▸ **Task**:
Using the NSF Co-funding program description, answer these questions:
1. In what fiscal year did the NSF EPSCoR Office establish the Co-funding Initiative?
2. At which university did the SUNRISE research group develop the oilseed-based biojet fuel?
3. How many awards were made in fiscal year 2007?

▸ **Supplied passage**:
This federal aid program is managed by:
NATIONAL SCIENCE FOUNDATION
As an investment strategy, Co-funding enables members of the research communities within EPSCoR jurisdictions not only to improve their ability to compete for National Science Foundation (NSF) program funds, but also to increase their active participation and visibility as members of the national scientific research and education enterprise. To assist those jurisdictions that has historically received lesser amounts of academic research and development funding. The NSF EPSCoR Office established the Co-funding Initiative in FY 1998 to accelerate the movement of more researchers and institutions from EPSCoR jurisdictions into the mainstream of NSF support, and thereby contribute to the NSF EPSCoR concept of a Trajectory for Sustainable Scientific Success.
FY 07 $102,110,000; FY 08 est $111,100,000; and FY 09 est not available.
Uses and Use Restrictions:
Funds may be used to pay the costs of conducting research, product development, resources, tools and services, as salaries and wages, equipment and supplies, travel, publication costs, other direct costs, and indirect costs.
Examples of Funded Projects:
(1) With support from NSF's Experimental Program to Stimulate Competitive Research (EPSCoR), the SUNRISE research group of the University of North Dakota has developed an oilseed-based biojet fuel for aviation turbines and diesel engines that withstands cold temperatures and is more stable than traditional biodiesel fuels. The SUNRISE team is developing the technology to reduce the oil extraction cost specifically for biojet fuel application so that it is more cost effective than other fuels. SUNRISE also incorporates the research into chemistry and chemical engineering courses at the university, and educates the state's agricultural and financial communities and political leaders about biofuels and their potential economic impact. (2) The University of Puerto Rico and the Center for Hierarchical Manufacturing at the University of Massachusetts, Amherst made a scientific and technological breakthrough that enables the direct integration of diamond nanoparticles into electronic components for widespread applications. These applications include protective coating for medical implants, environmental sensors, optical components exposed to harsh environments, and improved electrodes for electrical uses. The Diamond Nanotechnology Project was sponsored by NSF through EPSCoR. The University of Puerto Rico recently submitted to the U.S. Patent and Trademark Office a disclosure document for this development entitled, 'Method to Synthesize Diamond on Polymers, Semiconductors, and Other Temperature-Sensitive Materials.' (OIA/EPSCoR).
In fiscal year 2006, 14 proposals were received and 11 awards made. In fiscal year 2007, 18 proposals received and 18 awards made.

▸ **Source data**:
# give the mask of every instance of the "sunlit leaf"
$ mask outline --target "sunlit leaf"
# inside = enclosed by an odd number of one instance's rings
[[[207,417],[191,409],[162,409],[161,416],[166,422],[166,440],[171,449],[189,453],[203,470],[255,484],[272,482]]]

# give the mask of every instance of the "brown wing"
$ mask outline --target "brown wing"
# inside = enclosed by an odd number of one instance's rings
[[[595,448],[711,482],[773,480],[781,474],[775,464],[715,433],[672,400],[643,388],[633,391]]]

▸ **Response box**:
1. FY 1998
2. The University of North Dakota
3. 18